Task to carry out »
Retype each entry below, keeping every character the same.

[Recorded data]

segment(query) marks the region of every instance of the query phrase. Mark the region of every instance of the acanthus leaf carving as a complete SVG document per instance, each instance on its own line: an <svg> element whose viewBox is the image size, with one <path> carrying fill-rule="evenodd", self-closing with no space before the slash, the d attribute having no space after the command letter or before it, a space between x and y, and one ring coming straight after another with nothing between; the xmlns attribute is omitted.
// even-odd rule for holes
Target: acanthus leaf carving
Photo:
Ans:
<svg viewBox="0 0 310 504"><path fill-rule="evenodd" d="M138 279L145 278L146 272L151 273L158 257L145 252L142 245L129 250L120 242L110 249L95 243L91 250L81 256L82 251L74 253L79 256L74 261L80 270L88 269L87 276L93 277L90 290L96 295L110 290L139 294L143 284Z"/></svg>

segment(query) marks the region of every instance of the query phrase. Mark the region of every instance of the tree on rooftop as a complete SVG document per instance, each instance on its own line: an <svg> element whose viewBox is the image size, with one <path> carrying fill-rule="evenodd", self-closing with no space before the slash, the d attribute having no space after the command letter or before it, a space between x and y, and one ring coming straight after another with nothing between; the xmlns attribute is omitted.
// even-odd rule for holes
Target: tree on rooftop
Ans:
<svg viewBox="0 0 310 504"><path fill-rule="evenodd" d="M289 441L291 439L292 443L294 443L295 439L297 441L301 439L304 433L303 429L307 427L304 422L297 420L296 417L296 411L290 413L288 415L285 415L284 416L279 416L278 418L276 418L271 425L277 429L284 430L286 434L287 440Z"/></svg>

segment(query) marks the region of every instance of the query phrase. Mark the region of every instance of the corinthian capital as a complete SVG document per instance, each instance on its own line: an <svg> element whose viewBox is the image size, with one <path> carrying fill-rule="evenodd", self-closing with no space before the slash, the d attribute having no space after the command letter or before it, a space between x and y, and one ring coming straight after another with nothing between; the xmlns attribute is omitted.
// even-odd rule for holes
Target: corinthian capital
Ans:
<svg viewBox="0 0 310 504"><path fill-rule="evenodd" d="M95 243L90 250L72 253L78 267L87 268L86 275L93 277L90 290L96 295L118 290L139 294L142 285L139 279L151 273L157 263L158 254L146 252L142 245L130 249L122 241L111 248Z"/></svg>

Task response »
segment(query) marks the region of every instance of the query phrase. Mark the region of every instance of the acanthus leaf carving as a complete SVG document per instance, each instance on its own line: an <svg> element whose viewBox is the image size, with one <path> carrying fill-rule="evenodd", self-closing with no space before the slash, the d attribute having no space after the command letter or before it, a space between x and y, and one ring coming straight after another with nothing between; the xmlns attribute is omitted.
// even-odd rule for holes
Target: acanthus leaf carving
Photo:
Ans:
<svg viewBox="0 0 310 504"><path fill-rule="evenodd" d="M138 279L145 278L146 272L151 273L158 257L145 252L142 245L129 250L120 242L110 249L95 243L91 250L81 256L82 251L74 253L79 256L74 261L80 270L88 269L87 276L93 277L90 290L96 295L110 290L139 294L143 284Z"/></svg>

segment(query) marks the region of every instance of the query phrase. Mark the region of every instance of the tree on rooftop as a complete SVG document per instance, each instance on its own line: an <svg> element whose viewBox is the image size, with one <path> carrying fill-rule="evenodd", self-closing with no space before the slash, the d attribute having no space after the command letter or before it, a space between x and y, and one ring coming straight after another with nothing between; the xmlns attribute is omitted.
// even-odd rule for holes
Target: tree on rooftop
Ans:
<svg viewBox="0 0 310 504"><path fill-rule="evenodd" d="M289 441L291 439L292 443L294 443L295 439L297 441L301 439L304 433L303 429L307 427L304 422L297 420L296 417L296 411L290 413L288 415L285 415L284 416L279 416L278 418L276 418L271 425L277 429L284 430L286 434L287 440Z"/></svg>

segment(query) marks the region of every instance of the query phrase. Mark the region of every instance of the corinthian capital as a complete SVG document per instance, each instance on its own line: an <svg> element whose viewBox is the image size, with one <path> carrying fill-rule="evenodd", self-closing with no space before the slash, the d attribute having no space after the command letter or before it, a space between x and y, and one ring coming straight after another with nothing between; the xmlns attribute is omitted.
// even-odd rule for holes
Target: corinthian capital
Ans:
<svg viewBox="0 0 310 504"><path fill-rule="evenodd" d="M95 243L90 250L72 253L78 267L87 268L86 275L93 277L90 290L96 295L118 290L139 294L142 285L139 279L151 273L157 263L158 254L146 252L142 245L130 249L122 241L111 248Z"/></svg>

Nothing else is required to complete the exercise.